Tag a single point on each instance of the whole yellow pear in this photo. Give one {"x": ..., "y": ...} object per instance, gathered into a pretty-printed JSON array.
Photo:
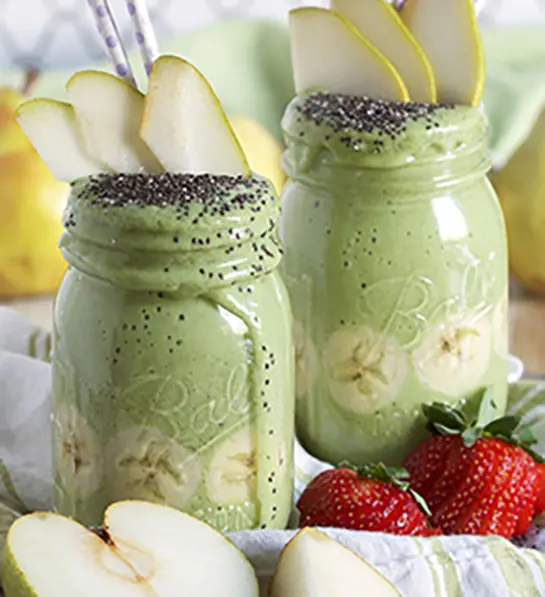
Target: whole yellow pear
[
  {"x": 520, "y": 186},
  {"x": 263, "y": 151},
  {"x": 31, "y": 204}
]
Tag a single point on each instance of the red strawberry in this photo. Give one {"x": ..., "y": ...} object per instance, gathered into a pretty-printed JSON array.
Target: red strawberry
[
  {"x": 372, "y": 498},
  {"x": 539, "y": 507},
  {"x": 481, "y": 477}
]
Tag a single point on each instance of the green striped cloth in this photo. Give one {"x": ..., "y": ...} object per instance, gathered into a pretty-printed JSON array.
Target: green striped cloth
[
  {"x": 438, "y": 567},
  {"x": 422, "y": 567}
]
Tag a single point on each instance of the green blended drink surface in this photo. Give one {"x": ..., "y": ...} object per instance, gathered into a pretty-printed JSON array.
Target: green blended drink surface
[
  {"x": 396, "y": 265},
  {"x": 173, "y": 358}
]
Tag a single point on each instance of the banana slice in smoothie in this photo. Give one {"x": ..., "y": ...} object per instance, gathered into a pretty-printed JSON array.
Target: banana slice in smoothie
[
  {"x": 232, "y": 475},
  {"x": 77, "y": 453},
  {"x": 366, "y": 369},
  {"x": 307, "y": 363},
  {"x": 453, "y": 356},
  {"x": 145, "y": 464}
]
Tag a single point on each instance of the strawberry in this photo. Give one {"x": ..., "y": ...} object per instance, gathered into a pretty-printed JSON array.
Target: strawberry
[
  {"x": 477, "y": 477},
  {"x": 539, "y": 506},
  {"x": 372, "y": 498}
]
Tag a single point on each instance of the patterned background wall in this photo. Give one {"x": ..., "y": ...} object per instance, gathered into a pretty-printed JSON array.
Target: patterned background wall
[{"x": 48, "y": 33}]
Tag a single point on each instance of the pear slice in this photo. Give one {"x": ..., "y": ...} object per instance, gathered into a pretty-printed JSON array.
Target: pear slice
[
  {"x": 379, "y": 23},
  {"x": 109, "y": 112},
  {"x": 52, "y": 128},
  {"x": 448, "y": 32},
  {"x": 147, "y": 550},
  {"x": 314, "y": 565},
  {"x": 184, "y": 124},
  {"x": 330, "y": 54}
]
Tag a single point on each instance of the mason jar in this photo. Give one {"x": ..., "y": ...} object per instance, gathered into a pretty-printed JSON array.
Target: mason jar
[
  {"x": 173, "y": 365},
  {"x": 396, "y": 266}
]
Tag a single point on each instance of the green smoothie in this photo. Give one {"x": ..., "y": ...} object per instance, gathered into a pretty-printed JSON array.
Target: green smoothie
[
  {"x": 173, "y": 359},
  {"x": 396, "y": 265}
]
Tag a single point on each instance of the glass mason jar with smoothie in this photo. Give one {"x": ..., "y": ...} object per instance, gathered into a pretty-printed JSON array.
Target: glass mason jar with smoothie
[
  {"x": 396, "y": 259},
  {"x": 173, "y": 359}
]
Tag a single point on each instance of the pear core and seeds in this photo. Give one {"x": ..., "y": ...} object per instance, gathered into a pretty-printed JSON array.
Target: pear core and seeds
[
  {"x": 314, "y": 565},
  {"x": 143, "y": 549},
  {"x": 329, "y": 53}
]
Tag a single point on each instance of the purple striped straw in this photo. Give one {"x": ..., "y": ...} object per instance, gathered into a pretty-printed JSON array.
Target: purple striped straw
[
  {"x": 143, "y": 31},
  {"x": 109, "y": 32}
]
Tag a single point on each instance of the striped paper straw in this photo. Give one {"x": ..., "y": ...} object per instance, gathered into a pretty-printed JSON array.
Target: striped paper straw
[
  {"x": 109, "y": 32},
  {"x": 144, "y": 33}
]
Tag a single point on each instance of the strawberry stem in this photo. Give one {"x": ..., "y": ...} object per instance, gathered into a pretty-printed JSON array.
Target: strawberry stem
[
  {"x": 397, "y": 476},
  {"x": 443, "y": 419}
]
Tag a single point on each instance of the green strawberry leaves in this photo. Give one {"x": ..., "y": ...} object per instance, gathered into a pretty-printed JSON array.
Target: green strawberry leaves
[
  {"x": 397, "y": 476},
  {"x": 443, "y": 419}
]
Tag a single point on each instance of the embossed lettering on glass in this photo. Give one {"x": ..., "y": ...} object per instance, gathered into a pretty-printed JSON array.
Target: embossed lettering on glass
[
  {"x": 173, "y": 357},
  {"x": 396, "y": 267}
]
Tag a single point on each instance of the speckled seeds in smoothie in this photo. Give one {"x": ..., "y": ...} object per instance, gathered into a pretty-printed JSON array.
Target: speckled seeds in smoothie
[
  {"x": 396, "y": 267},
  {"x": 173, "y": 360}
]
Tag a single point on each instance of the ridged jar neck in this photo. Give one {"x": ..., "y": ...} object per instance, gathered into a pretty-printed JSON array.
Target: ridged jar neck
[
  {"x": 187, "y": 233},
  {"x": 348, "y": 141}
]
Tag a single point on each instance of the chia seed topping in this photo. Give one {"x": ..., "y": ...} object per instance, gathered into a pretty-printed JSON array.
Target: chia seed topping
[
  {"x": 214, "y": 194},
  {"x": 362, "y": 114}
]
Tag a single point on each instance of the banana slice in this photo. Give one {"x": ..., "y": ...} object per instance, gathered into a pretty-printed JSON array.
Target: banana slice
[
  {"x": 366, "y": 369},
  {"x": 500, "y": 323},
  {"x": 146, "y": 464},
  {"x": 454, "y": 355},
  {"x": 76, "y": 452},
  {"x": 306, "y": 361},
  {"x": 232, "y": 476}
]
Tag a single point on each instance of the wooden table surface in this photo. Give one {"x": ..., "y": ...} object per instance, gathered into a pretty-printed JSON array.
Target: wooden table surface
[{"x": 527, "y": 325}]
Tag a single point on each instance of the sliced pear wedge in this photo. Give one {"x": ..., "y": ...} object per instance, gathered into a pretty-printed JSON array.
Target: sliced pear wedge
[
  {"x": 109, "y": 113},
  {"x": 381, "y": 25},
  {"x": 314, "y": 565},
  {"x": 448, "y": 32},
  {"x": 146, "y": 550},
  {"x": 184, "y": 124},
  {"x": 53, "y": 130},
  {"x": 330, "y": 54}
]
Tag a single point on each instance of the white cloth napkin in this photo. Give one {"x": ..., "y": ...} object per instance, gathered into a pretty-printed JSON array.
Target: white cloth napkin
[{"x": 431, "y": 567}]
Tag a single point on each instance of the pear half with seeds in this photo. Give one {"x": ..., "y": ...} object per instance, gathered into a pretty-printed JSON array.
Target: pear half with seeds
[
  {"x": 145, "y": 550},
  {"x": 109, "y": 113},
  {"x": 52, "y": 128},
  {"x": 314, "y": 565},
  {"x": 448, "y": 32},
  {"x": 330, "y": 54},
  {"x": 184, "y": 124},
  {"x": 378, "y": 22}
]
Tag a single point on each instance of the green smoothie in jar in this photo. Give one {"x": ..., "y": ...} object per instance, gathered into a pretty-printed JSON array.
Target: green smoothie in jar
[
  {"x": 396, "y": 265},
  {"x": 172, "y": 371}
]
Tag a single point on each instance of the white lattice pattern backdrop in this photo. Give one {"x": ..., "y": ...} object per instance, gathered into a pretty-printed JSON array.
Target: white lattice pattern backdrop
[{"x": 49, "y": 33}]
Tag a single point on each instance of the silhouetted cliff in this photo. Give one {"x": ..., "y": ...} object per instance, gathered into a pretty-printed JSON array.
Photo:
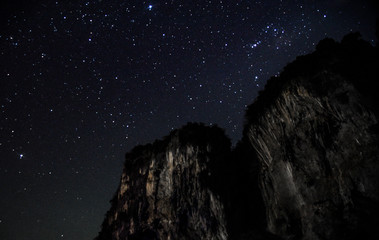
^^^^^^^^^^^^^^^^
# [Instructions to follow]
Reproduce the data above line for line, excluding every picture.

# [Exercise output]
Tag a single point on each instance of the whole yellow pear in this photo. Give one {"x": ..., "y": ...} object per instance, gathered into a pretty-printed JSON array.
Photo:
Target: whole yellow pear
[
  {"x": 520, "y": 186},
  {"x": 263, "y": 151},
  {"x": 31, "y": 204}
]
Tag a single point on each instance of the red strawberry in this photo. Give one {"x": ..., "y": ...} object per instance, gathered into a pretty-printed JSON array.
Target: red strawberry
[
  {"x": 372, "y": 498},
  {"x": 539, "y": 507},
  {"x": 481, "y": 477}
]
Tag a single point on each instance of the green striped cloth in this photo. Give one {"x": ..., "y": ...} object per instance, gathered into a pretty-printed JSON array.
Target: green striped cloth
[
  {"x": 438, "y": 567},
  {"x": 422, "y": 567}
]
Tag a single point on each instance of the green blended drink surface in this photo. Give one {"x": ..., "y": ...} object per instance, gathered into a pretty-printed JSON array.
Target: green blended drink surface
[
  {"x": 396, "y": 265},
  {"x": 173, "y": 358}
]
Tag a single point on each instance of the banana slice in smoothie in this photo. Give one {"x": ..., "y": ...} object per instance, gathered into a pretty-printed JSON array.
Target: banana slice in smoothie
[
  {"x": 232, "y": 475},
  {"x": 77, "y": 453},
  {"x": 366, "y": 369},
  {"x": 307, "y": 363},
  {"x": 453, "y": 356},
  {"x": 145, "y": 464}
]
Tag a single point on each instance of the strawberry in this photo. Give one {"x": ..., "y": ...} object per instance, gathered into a pretty-printed JSON array.
Target: strawberry
[
  {"x": 477, "y": 477},
  {"x": 539, "y": 506},
  {"x": 372, "y": 498}
]
Tag a single point on each instance of the patterned background wall in this photo. Give one {"x": ..., "y": ...} object per instance, gathered into a pretty-printed JSON array.
Target: patterned background wall
[{"x": 48, "y": 33}]
Tag a single point on each instance of the pear slice in this photo. Give one {"x": ..., "y": ...} object per instance, gathered into a pretty-printed JSON array.
Target: pear slice
[
  {"x": 379, "y": 23},
  {"x": 109, "y": 112},
  {"x": 52, "y": 128},
  {"x": 448, "y": 32},
  {"x": 147, "y": 550},
  {"x": 314, "y": 565},
  {"x": 184, "y": 124},
  {"x": 330, "y": 54}
]
Tag a single point on each instance of the mason jar in this photo. Give one {"x": ..., "y": ...} object per instance, gathered into a pretty-printed JSON array.
Target: mason jar
[
  {"x": 173, "y": 365},
  {"x": 396, "y": 266}
]
Tag a single point on each instance of the green smoothie in this photo. Give one {"x": ..., "y": ...} object per instance, gathered into a pretty-printed JSON array.
Target: green smoothie
[
  {"x": 173, "y": 359},
  {"x": 396, "y": 265}
]
Tag a single point on each instance of the glass mason jar with smoothie in this photo. Give one {"x": ..., "y": ...} object per instance, gathered into a pretty-printed JSON array.
Target: glass mason jar with smoothie
[
  {"x": 396, "y": 259},
  {"x": 173, "y": 359}
]
Tag a single point on each instance of the pear core and seeds in this photo. Give one {"x": ..., "y": ...} object per instance, gathered into a pretty-printed JSON array.
Target: pear core and seeds
[
  {"x": 314, "y": 565},
  {"x": 143, "y": 549},
  {"x": 329, "y": 53}
]
Tag a single point on each instance of the purple striped straw in this photo. Give one {"x": ..., "y": ...} object per instance, gathered into a pretty-printed JSON array.
Target: purple striped straw
[
  {"x": 143, "y": 31},
  {"x": 109, "y": 32}
]
Tag a single point on each instance of the striped paper straw in this photo. Give one {"x": ..., "y": ...} object per instance, gathered into a pretty-printed JSON array.
Target: striped paper straw
[
  {"x": 109, "y": 32},
  {"x": 144, "y": 33}
]
Tag a single point on each instance of the strawberry stem in this photo. Give one {"x": ..., "y": ...} object per instance, gathered into a pretty-printed JSON array.
Target: strawberry stem
[
  {"x": 397, "y": 476},
  {"x": 443, "y": 419}
]
Tag a single point on each instance of the green strawberry leaves in this photo. Give one {"x": ..., "y": ...} object per instance, gathered into a pretty-printed JSON array.
Target: green strawberry leaves
[
  {"x": 397, "y": 476},
  {"x": 443, "y": 419}
]
Tag a single point on each instance of the embossed lettering on glass in this photo. Give one {"x": ..., "y": ...} object per instance, gathered into a pretty-printed JSON array.
Target: embossed lettering on glass
[
  {"x": 173, "y": 357},
  {"x": 396, "y": 267}
]
Tag a single point on each instance of the speckled seeds in smoothie in this photo. Give one {"x": ..., "y": ...} object per instance, gathered into a pretty-printed JSON array.
Target: speckled seeds in smoothie
[
  {"x": 396, "y": 267},
  {"x": 173, "y": 360}
]
Tag a single point on each instance of the ridged jar neck in this photo. Give one {"x": ..., "y": ...} object per instance, gathered into a pretty-printed JSON array.
Target: ridged jar neck
[
  {"x": 187, "y": 233},
  {"x": 348, "y": 141}
]
Tag a single point on each instance of the chia seed topping in this photo. Give one {"x": ..., "y": ...} object per instance, gathered into a pretty-printed JSON array.
Target: chia seed topping
[
  {"x": 214, "y": 194},
  {"x": 362, "y": 114}
]
Tag a single point on each instance of the banana slice in this photo. Give one {"x": ..., "y": ...} object per instance, gathered into a pretty-printed JSON array.
Target: banana slice
[
  {"x": 366, "y": 369},
  {"x": 500, "y": 323},
  {"x": 146, "y": 464},
  {"x": 454, "y": 355},
  {"x": 76, "y": 452},
  {"x": 306, "y": 361},
  {"x": 232, "y": 476}
]
Tag a single point on each instance of the wooden table surface in this photo. Give one {"x": ..., "y": ...} object per instance, gathered into a pretty-printed JSON array.
Target: wooden table surface
[{"x": 527, "y": 325}]
Tag a single point on each instance of the sliced pear wedge in this photo. Give one {"x": ..., "y": ...} object per instance, gathered into a pretty-printed JSON array.
Target: sliced pear wedge
[
  {"x": 109, "y": 113},
  {"x": 381, "y": 25},
  {"x": 314, "y": 565},
  {"x": 448, "y": 32},
  {"x": 146, "y": 550},
  {"x": 184, "y": 124},
  {"x": 53, "y": 130},
  {"x": 330, "y": 54}
]
Tag a single point on each instance of the white cloth napkin in this photo. Give one {"x": ..., "y": ...} object per instance, gathered into a pretty-printed JSON array.
Target: white cloth napkin
[{"x": 431, "y": 567}]
Tag a single point on each instance of the pear half with seeds in this photo. Give one {"x": ..., "y": ...} object per instance, gathered into a pretty-printed JSON array.
Target: pear half with seeds
[
  {"x": 145, "y": 550},
  {"x": 109, "y": 113},
  {"x": 52, "y": 128},
  {"x": 314, "y": 565},
  {"x": 448, "y": 32},
  {"x": 330, "y": 54},
  {"x": 184, "y": 124},
  {"x": 378, "y": 22}
]
Tag a single point on each instance of the green smoothie in jar in this photo. Give one {"x": ..., "y": ...} object per instance, gathered into a pretty-printed JSON array.
Target: green smoothie in jar
[
  {"x": 396, "y": 265},
  {"x": 172, "y": 371}
]
Tag a single point on each instance of the white lattice pattern backdrop in this photo. Give one {"x": ..., "y": ...} object per instance, gathered into a pretty-printed JSON array.
Target: white lattice pattern backdrop
[{"x": 49, "y": 33}]
Tag a single point on each instance of the silhouetted cliff in this photo. Give one {"x": ..., "y": ...} object per instance, gathered into a pretty-printed JSON array.
Photo:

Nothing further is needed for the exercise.